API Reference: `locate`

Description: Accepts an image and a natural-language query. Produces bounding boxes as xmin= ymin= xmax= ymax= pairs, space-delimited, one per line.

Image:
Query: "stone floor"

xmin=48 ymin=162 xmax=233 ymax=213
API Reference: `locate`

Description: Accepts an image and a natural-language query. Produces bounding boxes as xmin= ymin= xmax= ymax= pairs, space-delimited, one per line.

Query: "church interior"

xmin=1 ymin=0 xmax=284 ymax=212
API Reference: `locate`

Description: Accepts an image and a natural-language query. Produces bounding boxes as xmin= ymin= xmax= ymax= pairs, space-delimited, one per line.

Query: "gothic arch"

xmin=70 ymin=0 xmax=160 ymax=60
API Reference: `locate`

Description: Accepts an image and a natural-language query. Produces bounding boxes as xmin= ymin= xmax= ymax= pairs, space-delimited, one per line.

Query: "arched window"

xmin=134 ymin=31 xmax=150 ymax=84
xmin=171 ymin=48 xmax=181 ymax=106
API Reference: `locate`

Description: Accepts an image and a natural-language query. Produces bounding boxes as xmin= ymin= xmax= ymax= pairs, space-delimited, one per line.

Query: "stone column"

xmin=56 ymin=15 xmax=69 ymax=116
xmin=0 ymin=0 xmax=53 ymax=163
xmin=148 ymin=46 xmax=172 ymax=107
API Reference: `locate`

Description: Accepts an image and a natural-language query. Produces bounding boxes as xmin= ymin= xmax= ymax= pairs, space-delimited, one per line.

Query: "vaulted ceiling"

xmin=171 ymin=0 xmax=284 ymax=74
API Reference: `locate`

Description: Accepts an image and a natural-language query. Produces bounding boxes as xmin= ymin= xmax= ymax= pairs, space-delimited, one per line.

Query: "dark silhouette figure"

§ **Work to be completed**: The answer is the full data, repeated exactly as shown.

§ **Result of this task**:
API Reference: `locate`

Description: Accepts an image and a natural-language query. Produces bounding boxes as xmin= ymin= xmax= ymax= pairs, space-delimited, one per line.

Image:
Query: "stone floor"

xmin=48 ymin=162 xmax=233 ymax=213
API Reference: `locate`

Description: Accepts an image and a natural-language query. Produces bounding boxes as xmin= ymin= xmax= ymax= pairs, space-delimited, one per line.

Query: "church interior"

xmin=1 ymin=0 xmax=284 ymax=212
API Reference: `locate`

Description: Accepts an image and a natural-language query. Produces bounding boxes as xmin= ymin= xmax= ymax= pairs, space-delimited, one per line.

Query: "gothic arch"

xmin=70 ymin=0 xmax=160 ymax=60
API Reference: `locate`

Description: Accepts an image and a natural-language query. Produces bounding boxes as xmin= ymin= xmax= ymax= pairs, space-delimited, one per line.

Query: "arched window"

xmin=134 ymin=31 xmax=150 ymax=84
xmin=171 ymin=48 xmax=181 ymax=106
API Reference: `locate`

Description: Accepts an image and a natural-language query. Produces bounding boxes as xmin= ymin= xmax= ymax= pairs, space-delimited, one per line.

Query: "stone column"

xmin=56 ymin=15 xmax=69 ymax=116
xmin=0 ymin=0 xmax=53 ymax=163
xmin=148 ymin=46 xmax=172 ymax=107
API Reference: `locate`

Description: Accepts an image and a natural-language query. Produces bounding boxes as xmin= ymin= xmax= ymax= pairs, space-delimited, one per line.

Query: "vaulted ceiling"

xmin=171 ymin=0 xmax=284 ymax=74
API Reference: `locate`

Description: Accepts an image and a natural-language query. Produces bounding boxes as xmin= ymin= xmax= ymax= pairs, space-delimited, one per line.

Query: "dark silhouette figure"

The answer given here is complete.